_Task to complete_
Under this task are some entries; return every one of them exactly.

(Entries from a dataset)
======
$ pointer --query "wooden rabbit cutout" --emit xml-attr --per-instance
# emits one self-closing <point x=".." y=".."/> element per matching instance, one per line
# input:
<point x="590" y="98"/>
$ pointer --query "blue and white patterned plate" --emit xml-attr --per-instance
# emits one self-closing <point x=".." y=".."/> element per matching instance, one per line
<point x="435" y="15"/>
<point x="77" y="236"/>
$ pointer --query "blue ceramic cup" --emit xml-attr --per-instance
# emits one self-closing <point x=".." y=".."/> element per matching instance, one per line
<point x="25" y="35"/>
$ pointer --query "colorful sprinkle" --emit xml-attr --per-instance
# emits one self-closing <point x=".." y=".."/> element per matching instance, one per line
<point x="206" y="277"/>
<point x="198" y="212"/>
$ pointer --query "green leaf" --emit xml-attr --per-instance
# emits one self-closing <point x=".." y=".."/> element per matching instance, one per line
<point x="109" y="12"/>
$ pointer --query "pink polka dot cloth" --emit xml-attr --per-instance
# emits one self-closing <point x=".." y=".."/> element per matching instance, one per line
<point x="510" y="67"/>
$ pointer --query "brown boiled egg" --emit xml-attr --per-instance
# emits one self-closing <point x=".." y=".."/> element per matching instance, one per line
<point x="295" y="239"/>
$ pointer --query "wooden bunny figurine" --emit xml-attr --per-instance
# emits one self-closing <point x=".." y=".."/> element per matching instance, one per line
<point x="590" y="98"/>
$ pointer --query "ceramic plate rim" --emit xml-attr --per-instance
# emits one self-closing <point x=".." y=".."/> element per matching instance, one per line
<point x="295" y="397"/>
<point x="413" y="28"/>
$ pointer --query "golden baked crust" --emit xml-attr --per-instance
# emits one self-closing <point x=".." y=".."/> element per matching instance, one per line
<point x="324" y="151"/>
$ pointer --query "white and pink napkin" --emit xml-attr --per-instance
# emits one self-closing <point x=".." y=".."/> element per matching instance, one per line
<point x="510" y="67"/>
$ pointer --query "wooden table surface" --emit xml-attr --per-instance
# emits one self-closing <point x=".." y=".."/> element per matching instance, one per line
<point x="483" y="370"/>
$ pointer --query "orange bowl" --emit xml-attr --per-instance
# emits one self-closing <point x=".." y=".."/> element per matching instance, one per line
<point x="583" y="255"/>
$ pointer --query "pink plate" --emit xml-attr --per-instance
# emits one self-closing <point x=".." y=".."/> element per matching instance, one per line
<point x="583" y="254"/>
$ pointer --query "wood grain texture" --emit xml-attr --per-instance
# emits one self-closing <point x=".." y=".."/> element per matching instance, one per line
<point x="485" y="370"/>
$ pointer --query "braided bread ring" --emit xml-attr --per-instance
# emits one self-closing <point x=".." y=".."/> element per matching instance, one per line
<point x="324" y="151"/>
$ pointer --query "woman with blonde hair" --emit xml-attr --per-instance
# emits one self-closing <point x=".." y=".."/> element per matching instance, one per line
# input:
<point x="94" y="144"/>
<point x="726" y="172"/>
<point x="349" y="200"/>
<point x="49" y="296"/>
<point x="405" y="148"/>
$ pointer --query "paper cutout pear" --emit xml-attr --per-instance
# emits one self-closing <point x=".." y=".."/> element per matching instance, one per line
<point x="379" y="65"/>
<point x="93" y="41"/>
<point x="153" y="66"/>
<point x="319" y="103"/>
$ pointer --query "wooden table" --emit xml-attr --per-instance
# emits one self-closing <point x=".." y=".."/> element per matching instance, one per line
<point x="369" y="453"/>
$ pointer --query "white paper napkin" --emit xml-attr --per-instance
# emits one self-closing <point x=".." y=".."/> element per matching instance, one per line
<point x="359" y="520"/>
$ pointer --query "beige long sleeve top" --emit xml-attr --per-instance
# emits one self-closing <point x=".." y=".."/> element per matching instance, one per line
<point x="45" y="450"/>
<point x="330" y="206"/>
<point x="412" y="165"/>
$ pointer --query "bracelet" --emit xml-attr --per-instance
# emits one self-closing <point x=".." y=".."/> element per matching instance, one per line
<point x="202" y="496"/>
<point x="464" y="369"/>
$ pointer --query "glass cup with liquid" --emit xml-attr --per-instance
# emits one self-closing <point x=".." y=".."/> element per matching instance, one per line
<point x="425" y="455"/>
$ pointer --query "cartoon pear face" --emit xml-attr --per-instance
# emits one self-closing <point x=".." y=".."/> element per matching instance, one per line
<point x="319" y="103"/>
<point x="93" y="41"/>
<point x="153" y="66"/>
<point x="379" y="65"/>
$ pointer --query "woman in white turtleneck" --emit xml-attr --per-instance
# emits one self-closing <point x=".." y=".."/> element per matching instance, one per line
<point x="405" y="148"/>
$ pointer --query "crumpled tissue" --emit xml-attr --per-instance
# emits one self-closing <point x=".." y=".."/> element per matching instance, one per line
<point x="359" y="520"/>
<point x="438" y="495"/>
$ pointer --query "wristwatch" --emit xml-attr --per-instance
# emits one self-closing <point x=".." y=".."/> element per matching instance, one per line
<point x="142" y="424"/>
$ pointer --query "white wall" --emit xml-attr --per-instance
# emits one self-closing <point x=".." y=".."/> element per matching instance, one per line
======
_Result of this task_
$ pointer --query "wooden rabbit cutout" --emit xml-attr --per-instance
# emits one self-closing <point x=".." y=".."/> element per matching instance, one per line
# input:
<point x="590" y="98"/>
$ pointer --query "blue and white patterned plate" --emit xml-attr --per-instance
# emits one self-closing <point x=".." y=".."/> element per matching instance, one per line
<point x="435" y="15"/>
<point x="77" y="236"/>
$ pointer --query "blue ceramic cup" --emit xml-attr --per-instance
# emits one self-closing <point x=".." y=".."/> element per matching instance, one per line
<point x="25" y="35"/>
$ pointer --query "colorful sprinkle" --emit xml-attr --per-instance
# emits one self-closing <point x=".." y=".."/> element per matching instance, one per line
<point x="206" y="277"/>
<point x="198" y="212"/>
$ pointer --query "green leaf" --emit xml-attr --per-instance
# emits one self-closing <point x=".." y=".."/> element per matching instance, one per line
<point x="109" y="12"/>
$ pointer --query "pink polka dot cloth" --emit xml-attr --per-instance
# emits one self-closing <point x=".." y=".."/> element per matching instance, one per line
<point x="510" y="67"/>
$ pointer --query "brown boiled egg" --emit xml-attr --per-instance
# emits one self-closing <point x=".." y=".."/> element per matching instance, one per line
<point x="295" y="239"/>
$ pointer --query "wooden bunny figurine" --emit xml-attr --per-instance
# emits one self-closing <point x=".." y=".."/> element per matching instance, one per line
<point x="590" y="98"/>
$ pointer --query "ceramic plate rim" --emit xml-attr --per-instance
# emits one self-closing <point x=".." y=".."/> element per matching instance, one per line
<point x="295" y="397"/>
<point x="413" y="28"/>
$ pointer --query "golden baked crust" --emit xml-attr --per-instance
# emits one self-closing <point x=".." y=".."/> element per matching instance, one per line
<point x="324" y="151"/>
$ pointer --query "white and pink napkin" --emit xml-attr --per-instance
# emits one self-closing <point x=".." y=".."/> element per matching instance, one per line
<point x="510" y="67"/>
$ pointer --query "wooden table surface" --emit xml-attr --per-instance
# emits one self-closing <point x=".." y=".."/> element per matching instance, one per line
<point x="483" y="370"/>
$ pointer --query "orange bowl" --emit xml-attr --per-instance
# emits one self-closing <point x=".." y=".."/> element per matching instance, one per line
<point x="583" y="255"/>
$ pointer --query "pink plate" --emit xml-attr --per-instance
# emits one self-closing <point x=".." y=".."/> element per matching instance, one per line
<point x="583" y="254"/>
$ pointer --query "wood grain texture" --emit xml-attr --per-instance
# emits one self-closing <point x=".." y=".."/> element per matching instance, one per line
<point x="485" y="370"/>
$ pointer --query "braided bread ring" --emit xml-attr --per-instance
# emits one self-closing <point x=".." y=".."/> element per matching instance, one per line
<point x="324" y="151"/>
$ pointer --query "woman with blonde hair" --emit xml-attr --per-instance
# emits one self-closing <point x=".." y=".."/> element per matching instance, one per line
# input:
<point x="94" y="144"/>
<point x="726" y="172"/>
<point x="349" y="200"/>
<point x="49" y="296"/>
<point x="405" y="148"/>
$ pointer --query "paper cutout pear" --emit xml-attr --per-instance
# emits one self-closing <point x=".." y=".."/> element per matching instance, one per line
<point x="379" y="65"/>
<point x="93" y="41"/>
<point x="153" y="66"/>
<point x="319" y="103"/>
$ pointer --query "wooden table" --emit xml-attr --per-instance
# emits one self-closing <point x=".." y=".."/> element per matching instance, one per line
<point x="369" y="453"/>
$ pointer --query "white paper napkin" --emit xml-attr --per-instance
# emits one self-closing <point x=".." y=".."/> element per matching instance, one per line
<point x="359" y="520"/>
$ pointer --query "beige long sleeve top" --emit xml-attr --per-instance
# emits one self-closing <point x=".." y=".."/> element per matching instance, one per line
<point x="45" y="450"/>
<point x="330" y="206"/>
<point x="412" y="165"/>
$ pointer --query "bracelet" --emit xml-attr --per-instance
# emits one self-closing <point x=".." y=".."/> element per matching instance, one per line
<point x="202" y="496"/>
<point x="464" y="369"/>
$ pointer --query "glass cup with liquid" --emit xml-attr --per-instance
# emits one self-closing <point x=".." y=".."/> element per matching instance, one per line
<point x="425" y="455"/>
$ pointer --query "cartoon pear face" --emit xml-attr --per-instance
# emits one self-closing <point x=".." y=".."/> element per matching instance, one per line
<point x="319" y="103"/>
<point x="93" y="41"/>
<point x="153" y="66"/>
<point x="379" y="65"/>
$ pointer --query "woman in white turtleneck" --emit xml-attr --per-instance
# emits one self-closing <point x=".." y=".."/> element per matching instance, one per line
<point x="405" y="148"/>
$ pointer --query "crumpled tissue" --emit xml-attr --per-instance
# emits one self-closing <point x=".." y=".."/> element per matching instance, one per line
<point x="359" y="520"/>
<point x="438" y="495"/>
$ pointer --query "wristwatch" --emit xml-attr --per-instance
# emits one self-closing <point x=".." y=".."/> element per matching instance, one per line
<point x="142" y="424"/>
$ pointer --query "white wall" --emit xml-attr --per-instance
# emits one self-closing <point x=".." y=".."/> element per matching instance, one per line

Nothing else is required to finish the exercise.